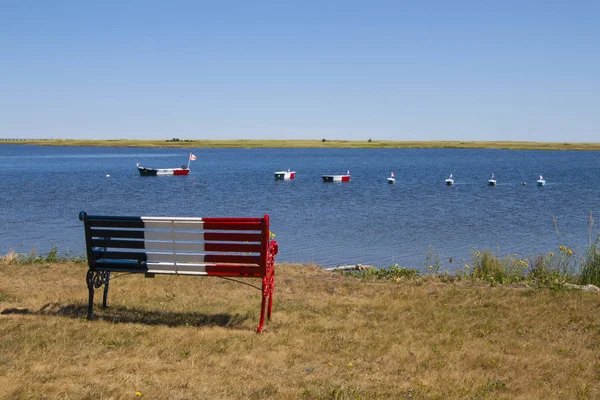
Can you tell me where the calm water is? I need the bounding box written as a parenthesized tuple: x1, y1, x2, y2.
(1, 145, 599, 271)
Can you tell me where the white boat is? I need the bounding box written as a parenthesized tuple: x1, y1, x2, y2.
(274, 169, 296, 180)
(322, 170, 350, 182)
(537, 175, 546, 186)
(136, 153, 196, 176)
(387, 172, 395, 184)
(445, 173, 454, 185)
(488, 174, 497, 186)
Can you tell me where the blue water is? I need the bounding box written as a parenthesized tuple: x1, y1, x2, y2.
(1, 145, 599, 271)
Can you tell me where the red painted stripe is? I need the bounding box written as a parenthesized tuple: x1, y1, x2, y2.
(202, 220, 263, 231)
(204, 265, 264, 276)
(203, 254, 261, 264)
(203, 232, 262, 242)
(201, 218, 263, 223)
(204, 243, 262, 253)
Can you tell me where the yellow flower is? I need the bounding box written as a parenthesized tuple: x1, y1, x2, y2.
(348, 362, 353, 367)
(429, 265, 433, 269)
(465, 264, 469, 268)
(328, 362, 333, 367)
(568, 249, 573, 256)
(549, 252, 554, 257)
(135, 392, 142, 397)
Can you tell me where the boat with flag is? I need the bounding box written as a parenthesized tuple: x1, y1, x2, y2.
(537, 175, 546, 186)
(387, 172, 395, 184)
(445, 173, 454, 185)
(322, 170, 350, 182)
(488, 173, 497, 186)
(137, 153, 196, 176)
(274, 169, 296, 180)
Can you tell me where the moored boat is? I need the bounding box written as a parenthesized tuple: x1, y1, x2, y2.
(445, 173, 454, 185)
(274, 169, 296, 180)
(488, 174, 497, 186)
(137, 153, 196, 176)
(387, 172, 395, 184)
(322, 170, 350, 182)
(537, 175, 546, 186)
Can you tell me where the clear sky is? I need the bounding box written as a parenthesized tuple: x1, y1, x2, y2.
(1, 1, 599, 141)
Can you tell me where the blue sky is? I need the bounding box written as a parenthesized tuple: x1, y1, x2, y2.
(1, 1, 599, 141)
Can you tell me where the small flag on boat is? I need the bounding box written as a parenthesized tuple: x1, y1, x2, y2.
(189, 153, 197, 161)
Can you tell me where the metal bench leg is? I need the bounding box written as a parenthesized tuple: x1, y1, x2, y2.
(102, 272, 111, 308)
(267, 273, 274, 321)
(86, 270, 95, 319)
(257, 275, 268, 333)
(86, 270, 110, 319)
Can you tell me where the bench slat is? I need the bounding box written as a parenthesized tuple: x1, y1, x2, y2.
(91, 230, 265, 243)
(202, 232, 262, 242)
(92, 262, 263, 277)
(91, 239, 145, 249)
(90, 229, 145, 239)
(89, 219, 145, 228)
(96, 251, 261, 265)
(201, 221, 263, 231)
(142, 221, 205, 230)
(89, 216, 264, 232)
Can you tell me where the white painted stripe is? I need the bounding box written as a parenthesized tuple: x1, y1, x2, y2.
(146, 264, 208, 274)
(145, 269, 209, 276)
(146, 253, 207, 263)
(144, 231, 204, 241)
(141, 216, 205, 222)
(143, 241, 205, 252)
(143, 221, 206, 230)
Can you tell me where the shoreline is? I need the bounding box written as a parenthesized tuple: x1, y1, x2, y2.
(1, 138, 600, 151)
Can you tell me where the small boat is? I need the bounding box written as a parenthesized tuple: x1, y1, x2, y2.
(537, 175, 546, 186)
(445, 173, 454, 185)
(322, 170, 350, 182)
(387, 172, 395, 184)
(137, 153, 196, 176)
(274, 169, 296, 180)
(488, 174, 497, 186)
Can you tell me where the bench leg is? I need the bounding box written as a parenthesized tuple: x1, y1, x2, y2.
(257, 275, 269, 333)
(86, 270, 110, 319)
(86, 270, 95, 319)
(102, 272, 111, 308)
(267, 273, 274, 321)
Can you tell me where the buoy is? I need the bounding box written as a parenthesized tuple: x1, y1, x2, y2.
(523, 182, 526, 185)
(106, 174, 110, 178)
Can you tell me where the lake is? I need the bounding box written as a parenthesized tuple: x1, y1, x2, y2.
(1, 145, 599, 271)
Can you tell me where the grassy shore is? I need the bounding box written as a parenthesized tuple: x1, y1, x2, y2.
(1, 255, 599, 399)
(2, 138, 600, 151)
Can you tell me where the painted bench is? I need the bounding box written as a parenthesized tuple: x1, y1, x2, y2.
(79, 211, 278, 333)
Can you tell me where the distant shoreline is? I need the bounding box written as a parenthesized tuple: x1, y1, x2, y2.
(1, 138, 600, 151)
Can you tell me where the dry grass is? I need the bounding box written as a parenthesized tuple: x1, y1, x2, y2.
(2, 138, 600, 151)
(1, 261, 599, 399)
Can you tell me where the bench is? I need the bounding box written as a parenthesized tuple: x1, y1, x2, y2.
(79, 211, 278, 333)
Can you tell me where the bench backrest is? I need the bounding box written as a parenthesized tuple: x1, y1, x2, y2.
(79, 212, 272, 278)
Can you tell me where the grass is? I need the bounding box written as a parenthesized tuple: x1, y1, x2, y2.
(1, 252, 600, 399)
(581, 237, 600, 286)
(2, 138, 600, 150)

::::::::::

## What is required
Find the line containing "Can you tell me where the bench leg" in the data above. Please transcribe it and every line after it, exactly.

## Solved exercise
Can you tell me where the bench leg is? I need the bounding box written as a parenthesized tuple: x1, y1, x2, y2.
(257, 275, 269, 333)
(86, 270, 110, 319)
(86, 270, 95, 319)
(102, 272, 111, 308)
(267, 273, 274, 321)
Can you tell me where the buoy is? I need the bounding box written as a parenthesized tuple: x1, y1, x2, y2.
(523, 182, 526, 185)
(106, 174, 110, 178)
Can you tell me where the lake is? I need the bounding box written as a parenthesized tuple: x1, y1, x2, y2.
(1, 145, 599, 271)
Can you tell me where the grassy shore is? I need the bounding box written as a parenthesized tuple: x1, y1, x2, y2.
(1, 255, 599, 399)
(2, 138, 600, 151)
Can you tell me where the painted bench is? I need the bounding box written as a parenthesized tuple: x1, y1, x2, y2.
(79, 211, 278, 333)
Can you tell me where the distant shoreline is? I need the bounding box written as a parenthesized tuple: x1, y1, x2, y2.
(1, 138, 600, 151)
Can you tell me where the dry grass is? I need the bounding box written as a parenthesized tuple: x1, y1, x2, y2.
(2, 138, 600, 151)
(1, 261, 599, 399)
Can you tell me where the bench is? I need the bounding box written as a parenthesized tuple: x1, y1, x2, y2.
(79, 211, 278, 333)
Can you tell me where the bench backrest is? I need the bounding box written as a parenthesized tuple: x1, y1, x2, y2.
(79, 212, 272, 278)
Can you tell me where the grass is? I need the bounding box written as a parenthesized tuple: x1, y1, x2, y2.
(1, 252, 600, 399)
(581, 237, 600, 286)
(2, 138, 600, 150)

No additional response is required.